— START OF SOURCE —

Re: Project 6508 (Run 12, Clone 193, Gen 90)
Posted: Tue Feb 22, 2011 11:02 pm
by toTOW
Is your system overclocked ?
Re: Project 6508 (Run 12, Clone 193, Gen 90)
Posted: Tue Feb 22, 2011 11:07 pm
by bruce
An error like that can be due to a problem with the WU but it's more likely an issue with the hardware.
FAH makes very heavy use of the system. If the computer is overclocked or the memory has occasional errors or it's an old system and it's overheating, FAH may find an instability that might not be noticed with other software.
Are you oveclocking?
When was the last time you cleaned the dust out of the heatsink?
Re: Project 6508 (Run 12, Clone 193, Gen 90)
Posted: Wed Feb 23, 2011 7:02 am
by entraidelec
Hi ;
It's a celeron 800 pushed at 880 Mhz, full load CPU temperature reaches 35°C. Maintenance cleaning was made in January.
Many other workunits were completed without any problem since last September (startup of this machine) and one more this monday.
Maybe this unit have found the weak point, maybe it's time for retirement. I will plug a screen and test it with meme86 to be sure.
Re: Project: 6508 (Run 12, Clone 193, Gen 90)

— END OF SOURCE —

▶ **STATED GOAL A**:
Render the part of the listing from the line containing "jacket shown in this photo?" through the end of the listing as a numbered list, omitting any blank lines.
▶ **STATED GOAL B**:
Write the next part of the forum thread about the Project 6508 work unit error, starting after its last line.
The forum thread and the listing after it have no connection to each other.

— START OF EXTRACTED INFORMATION —

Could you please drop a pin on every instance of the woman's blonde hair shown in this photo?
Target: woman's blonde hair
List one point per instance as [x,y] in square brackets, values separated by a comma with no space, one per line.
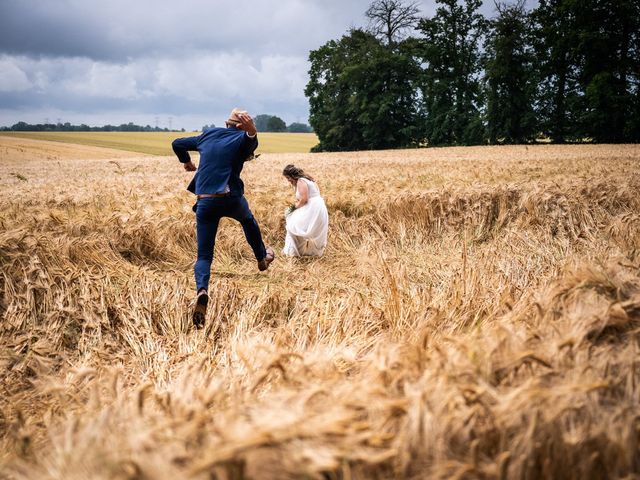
[294,172]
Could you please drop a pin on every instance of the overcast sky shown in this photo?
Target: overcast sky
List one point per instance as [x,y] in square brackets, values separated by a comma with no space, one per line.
[180,64]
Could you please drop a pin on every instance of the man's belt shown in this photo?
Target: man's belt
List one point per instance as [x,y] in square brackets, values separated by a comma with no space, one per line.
[212,195]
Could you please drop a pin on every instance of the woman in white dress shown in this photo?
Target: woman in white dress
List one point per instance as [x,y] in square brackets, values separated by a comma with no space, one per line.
[308,223]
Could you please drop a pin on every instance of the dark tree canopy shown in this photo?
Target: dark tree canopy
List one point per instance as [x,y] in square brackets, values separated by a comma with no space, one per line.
[390,18]
[362,95]
[451,89]
[510,83]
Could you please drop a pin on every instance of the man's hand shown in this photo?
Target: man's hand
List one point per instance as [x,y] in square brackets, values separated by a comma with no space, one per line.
[246,124]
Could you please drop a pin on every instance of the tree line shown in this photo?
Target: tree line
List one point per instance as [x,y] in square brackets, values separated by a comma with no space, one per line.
[565,71]
[273,123]
[68,127]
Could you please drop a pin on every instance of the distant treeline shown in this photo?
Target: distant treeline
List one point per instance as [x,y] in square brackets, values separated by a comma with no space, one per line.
[273,123]
[565,71]
[67,127]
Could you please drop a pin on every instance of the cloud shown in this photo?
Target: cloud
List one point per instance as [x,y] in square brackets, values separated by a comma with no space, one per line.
[120,60]
[12,78]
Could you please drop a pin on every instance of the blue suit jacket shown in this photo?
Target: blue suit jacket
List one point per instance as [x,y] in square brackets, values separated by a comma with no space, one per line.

— END OF EXTRACTED INFORMATION —

▶ **TASK ANSWER A**:
1. Could you please drop a pin on every instance of the blue suit jacket shown in this photo?
2. Target: blue suit jacket
3. List one point per instance as [x,y] in square brackets, values separated by a comma with no space, one per line.

▶ **TASK ANSWER B**:
Posted: Wed Feb 23, 2011 9:14 am
by bruce
This same WU was reissued and someone else completed it without difficulty. When one machine can do it and another one fails, there is a very good chance that FAH has pushed a marginal machine just enough harder than any of the benchmarks you tried. In other words, it's an unstable machine.
Re: Project: 6508 (Run 12, Clone 193, Gen 90)
Posted: Wed Feb 23, 2011 12:21 pm
by entraidelec
Ok, many thanks for this explanation. I'm glad to know that someone else completed the work.
Now I will have to make some investigations to re-validate this pinguin.
Cheers.
Re: Project: 6508 (Run 12, Clone 193, Gen 90)
Posted: Thu Feb 24, 2011 9:18 pm
by toTOW
bruce wrote:This same WU was reissued and someone else completed it without difficulty. When one machine can do it and another one fails, there is a very good chance that FAH has pushed a marginal machine just enough harder than any of the benchmarks you tried. In other words, it's an unstable machine.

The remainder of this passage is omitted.